## GIVEN EXERCISE
Rewrite all the rows below in full, request lines included, and raise every coordinate in the answer points by 22. Keep the request lines and their sample points unchanged.

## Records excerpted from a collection
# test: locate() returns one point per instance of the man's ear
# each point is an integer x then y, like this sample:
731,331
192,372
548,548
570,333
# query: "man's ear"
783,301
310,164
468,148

## RESPONSE TO THIS TASK
# test: locate() returns one point per instance of the man's ear
# each point is an integer x then y, like this sample:
731,331
192,372
548,548
570,333
# query: "man's ear"
805,323
332,186
490,170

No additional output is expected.